What to produce => Every line of the material is to be quoted verbatim, minus the pictures.

Record set =>
>>>>

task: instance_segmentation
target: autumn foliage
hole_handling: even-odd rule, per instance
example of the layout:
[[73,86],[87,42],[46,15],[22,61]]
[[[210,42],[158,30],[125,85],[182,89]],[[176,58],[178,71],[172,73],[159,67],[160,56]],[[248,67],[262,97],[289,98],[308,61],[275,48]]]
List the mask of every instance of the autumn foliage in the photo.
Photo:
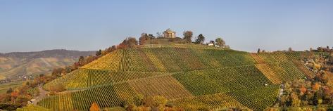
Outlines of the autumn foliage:
[[96,102],[94,102],[92,104],[92,106],[90,107],[89,111],[99,111],[99,110],[100,109],[99,109],[99,105]]

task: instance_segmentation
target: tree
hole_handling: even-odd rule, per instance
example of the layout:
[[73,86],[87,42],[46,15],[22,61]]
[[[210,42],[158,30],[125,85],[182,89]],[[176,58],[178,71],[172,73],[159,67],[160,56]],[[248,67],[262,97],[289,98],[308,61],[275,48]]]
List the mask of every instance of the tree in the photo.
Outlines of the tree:
[[101,54],[102,54],[102,50],[101,50],[101,49],[99,49],[99,51],[97,51],[96,52],[96,56],[100,56]]
[[146,41],[149,39],[148,34],[146,33],[141,34],[140,38],[139,38],[139,43],[140,45],[146,44]]
[[13,92],[13,89],[9,88],[9,89],[7,90],[7,92],[6,92],[6,93],[12,93],[12,92]]
[[162,37],[162,34],[161,34],[161,32],[156,32],[156,37],[157,38],[161,38]]
[[92,104],[92,106],[90,106],[89,111],[99,111],[99,110],[100,109],[99,109],[99,105],[96,102],[94,102]]
[[137,46],[138,41],[134,37],[127,37],[122,43],[120,43],[117,48],[133,48]]
[[215,41],[220,47],[223,47],[225,45],[225,41],[220,37],[217,38]]
[[187,30],[183,32],[184,39],[186,39],[189,42],[192,41],[193,32],[191,31]]
[[128,47],[133,48],[137,45],[138,41],[134,37],[128,37],[127,39],[127,44]]
[[203,41],[205,41],[205,37],[203,37],[203,35],[202,35],[202,34],[200,34],[197,37],[196,37],[196,44],[203,44]]
[[[101,51],[101,50],[100,50]],[[83,66],[84,65],[84,57],[83,56],[80,56],[80,58],[79,58],[79,65],[80,66]]]

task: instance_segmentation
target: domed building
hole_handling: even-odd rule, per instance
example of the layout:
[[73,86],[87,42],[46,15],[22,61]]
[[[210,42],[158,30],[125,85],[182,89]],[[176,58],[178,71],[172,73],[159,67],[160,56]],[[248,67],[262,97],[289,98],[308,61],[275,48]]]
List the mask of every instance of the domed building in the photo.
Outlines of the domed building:
[[170,28],[163,32],[163,38],[175,38],[176,32]]

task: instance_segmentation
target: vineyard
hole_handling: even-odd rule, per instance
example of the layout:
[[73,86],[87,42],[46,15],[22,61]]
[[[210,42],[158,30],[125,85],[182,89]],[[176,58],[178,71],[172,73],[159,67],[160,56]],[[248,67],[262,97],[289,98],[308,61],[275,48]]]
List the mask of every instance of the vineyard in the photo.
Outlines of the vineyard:
[[120,106],[142,94],[162,96],[190,109],[263,110],[276,100],[279,84],[305,77],[301,54],[195,45],[118,49],[45,84],[46,89],[60,84],[72,91],[38,105],[53,110],[87,110],[93,102],[101,107]]

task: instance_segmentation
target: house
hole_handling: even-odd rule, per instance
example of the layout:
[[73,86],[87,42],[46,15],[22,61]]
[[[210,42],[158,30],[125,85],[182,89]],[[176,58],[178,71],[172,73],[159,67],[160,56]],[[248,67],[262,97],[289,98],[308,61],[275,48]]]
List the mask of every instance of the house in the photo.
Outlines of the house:
[[175,38],[176,32],[170,28],[163,32],[163,38]]

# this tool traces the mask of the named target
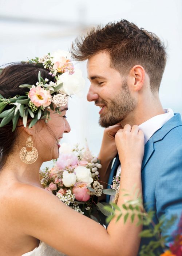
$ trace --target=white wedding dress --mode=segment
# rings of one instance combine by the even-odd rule
[[[24,253],[21,256],[67,256],[54,248],[41,241],[37,247],[31,252]]]

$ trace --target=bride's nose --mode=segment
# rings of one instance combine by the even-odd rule
[[[70,132],[71,131],[70,126],[70,124],[67,120],[66,121],[66,123],[65,124],[65,129],[64,130],[64,132],[66,133],[68,133]]]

<<<<

Task result =>
task: instance_segmentation
target: autumn foliage
hole_handling: even-odd rule, per instance
example of the layout:
[[73,86],[87,42],[46,15],[22,61]]
[[[210,42],[158,30],[125,85],[182,89]],[[176,58],[178,71],[172,73],[159,67],[160,56]],[[248,67],[262,97],[289,98],[308,61],[275,48]]]
List the mask of every instance of the autumn foliage in the photo.
Photo:
Outlines of the autumn foliage:
[[96,102],[94,102],[92,104],[92,106],[90,107],[89,111],[99,111],[99,110],[100,109],[99,109],[99,105]]

task: instance_segmentation
target: tree
hole_handling: even-odd rule, per instance
example of the layout:
[[73,86],[87,42],[46,15],[22,61]]
[[[210,42],[158,30],[125,85],[182,89]],[[176,58],[178,71],[172,73],[159,67],[160,56]],[[248,67],[262,97],[289,98],[308,61],[275,48]]]
List the mask of every instance of the tree in the photo.
Outlines of the tree:
[[101,54],[102,54],[102,50],[101,50],[101,49],[99,49],[99,51],[97,51],[96,52],[96,56],[100,56]]
[[146,41],[149,39],[148,34],[146,33],[141,34],[140,38],[139,38],[139,43],[140,45],[146,44]]
[[13,92],[13,89],[9,88],[9,89],[7,90],[7,92],[6,92],[6,93],[12,93],[12,92]]
[[162,37],[162,34],[161,34],[161,32],[156,32],[156,37],[157,38],[161,38]]
[[92,104],[92,106],[90,106],[89,111],[99,111],[99,110],[100,109],[99,109],[99,105],[96,102],[94,102]]
[[137,46],[138,41],[134,37],[127,37],[122,43],[120,43],[117,48],[133,48]]
[[215,41],[220,47],[223,47],[225,45],[225,41],[220,37],[217,38]]
[[187,30],[183,32],[184,39],[186,39],[189,42],[192,41],[193,32],[191,31]]
[[128,47],[133,48],[137,45],[138,41],[134,37],[128,37],[127,39],[127,44]]
[[203,41],[205,41],[205,37],[203,37],[203,35],[202,35],[202,34],[200,34],[197,37],[196,37],[196,44],[203,44]]
[[[101,51],[101,50],[100,50]],[[83,66],[84,65],[84,57],[83,56],[80,56],[80,58],[79,58],[79,65],[80,66]]]

task: instance_segmentation
target: domed building
hole_handling: even-odd rule, per instance
example of the layout:
[[73,86],[87,42],[46,15],[22,61]]
[[[210,42],[158,30],[125,85],[182,89]],[[176,58],[178,71],[172,73],[159,67],[160,56]],[[248,67],[262,97],[289,98],[308,61],[275,48]]]
List the mask of every instance of the domed building in the photo.
Outlines of the domed building:
[[170,28],[163,32],[163,38],[175,38],[176,32]]

task: instance_segmentation
target: vineyard
hole_handling: even-odd rule, per instance
example of the layout:
[[73,86],[87,42],[46,15],[22,61]]
[[[210,42],[158,30],[125,85],[182,89]],[[176,58],[178,71],[172,73],[159,67],[160,56]],[[248,67],[262,97],[289,98],[308,61],[275,48]]]
List the mask of every instance of the vineyard in the photo.
Outlines of the vineyard:
[[120,106],[142,94],[162,96],[190,109],[263,110],[276,100],[279,84],[305,77],[301,54],[195,45],[118,49],[45,84],[46,89],[60,84],[72,91],[38,105],[53,110],[87,110],[93,102],[101,107]]

task: instance_segmentation
target: house
hole_handling: even-odd rule, per instance
example of the layout:
[[73,86],[87,42],[46,15],[22,61]]
[[[210,42],[158,30],[125,85],[182,89]],[[176,58],[178,71],[172,73],[159,67],[160,56]],[[248,67],[262,97],[289,98],[308,61],[275,48]]]
List the mask of every instance of the house in the photo.
Outlines of the house:
[[175,38],[176,32],[170,28],[163,32],[163,38]]

# this tool traces the mask of the named target
$ trace --target=white wedding dress --mode=segment
# rings of one instance combine by the even-odd rule
[[[24,253],[21,256],[67,256],[54,248],[41,241],[37,247],[31,252]]]

$ trace --target=bride's nose --mode=segment
# rings of one instance combine by the even-odd rule
[[[70,132],[71,131],[70,126],[70,124],[67,120],[66,121],[66,123],[65,124],[65,129],[64,130],[64,132],[66,133],[68,133]]]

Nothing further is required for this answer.